Requirement 1:
Answer these questions from the post on leaving Twitter, one answer per line:
(a) Where do the liberal-minded people who leave Twitter go?
(b) What did Granny use to say?
(c) Which poem did Arthur Hugh Clough write after the failed revolutions of 1848?
Requirement 2:
For each statement below, decide whether the post on leaving Twitter agrees with it. Answer yes or no and quote the words from the post that settle it.
(a) The writer has accounts on Bluesky and Mastodon as well as on Twitter.
(b) The writer intends to make Bluesky the main place for posting.
(c) Clough wrote "The Struggle" before the revolutions of 1848.
Requirement 3: Continue the post on leaving Twitter, picking up after its final sentence.

Exercise passage:
▬▬▬▬▬▬

13 March 2026

Why we should not leave Twitter

There is a tendency among liberal-minded people to leave Twitter, saying they cannot justify being in such a toxic environment any more, it has become too right-wing, too Musky. Off to Bluesky, or for a brief time before that, Mastodon, they go. I'm on both, as well as Twitter. But I don't see me making either my primary venue for mumbling into the aether. Not only because some of the most interesting people are still on Twitter, but there is anothe rreason.

I think it's a mistake to leave - and worse, I think it is playing into the hands of the extremists to go. We might feel like we are crying in the wilderness, but surely that is our duty? Someone needs to be a voice for liberalism, for reason, for humanity. And as Granny used to say, "Well Duncan, are you someone or are you no-one?" To leave is to admit defeat, and to surrender the field to the forces of evil. 

In the aftermath of the failed revolutions of 1848 and the crushing of Chartism, Arthur Hugh Clough wrote "The Struggle". It is as relevant now as it was then.

▬▬▬▬▬▬

Record set:
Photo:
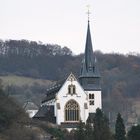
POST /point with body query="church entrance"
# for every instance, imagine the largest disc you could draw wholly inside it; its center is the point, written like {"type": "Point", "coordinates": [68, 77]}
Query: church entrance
{"type": "Point", "coordinates": [72, 110]}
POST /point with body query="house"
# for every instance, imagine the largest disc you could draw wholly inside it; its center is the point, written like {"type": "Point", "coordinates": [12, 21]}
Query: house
{"type": "Point", "coordinates": [30, 108]}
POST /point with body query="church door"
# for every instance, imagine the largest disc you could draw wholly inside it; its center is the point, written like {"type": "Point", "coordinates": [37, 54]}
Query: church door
{"type": "Point", "coordinates": [72, 110]}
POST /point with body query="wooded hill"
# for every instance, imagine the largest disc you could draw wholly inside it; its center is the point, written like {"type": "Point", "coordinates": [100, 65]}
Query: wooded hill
{"type": "Point", "coordinates": [120, 73]}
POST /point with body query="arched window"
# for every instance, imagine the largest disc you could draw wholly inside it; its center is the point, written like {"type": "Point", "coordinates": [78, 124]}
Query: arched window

▬▬▬▬▬▬

Output 1:
(a) To Bluesky, or for a brief time before that, Mastodon.
(b) "Well Duncan, are you someone or are you no-one?"
(c) "The Struggle".

Output 2:
(a) Yes: "I'm on both, as well as Twitter."
(b) No: "But I don't see me making either my primary venue for mumbling into the aether."
(c) No: "In the aftermath of the failed revolutions of 1848 and the crushing of Chartism, Arthur Hugh Clough wrote "The Struggle"."

Output 3:
Say not the struggle naught availeth,

The labour and the wounds are vain,

The enemy faints not, nor faileth,

And as things have been they remain.

 

If hopes were dupes, fears may be liars;

It may be, in yon smoke conceal'd,

Your comrades chase e'en now the fliers,

And, but for you, possess the field.

 

For while the tired waves, vainly breaking,

Seem here no painful inch to gain,

Far back, through creeks and inlets making,

Comes silent, flooding in, the main.


And not by eastern windows only,

When daylight comes, comes in the light;

In front the sun climbs slow, how slowly!

But westward, look, the land is bright!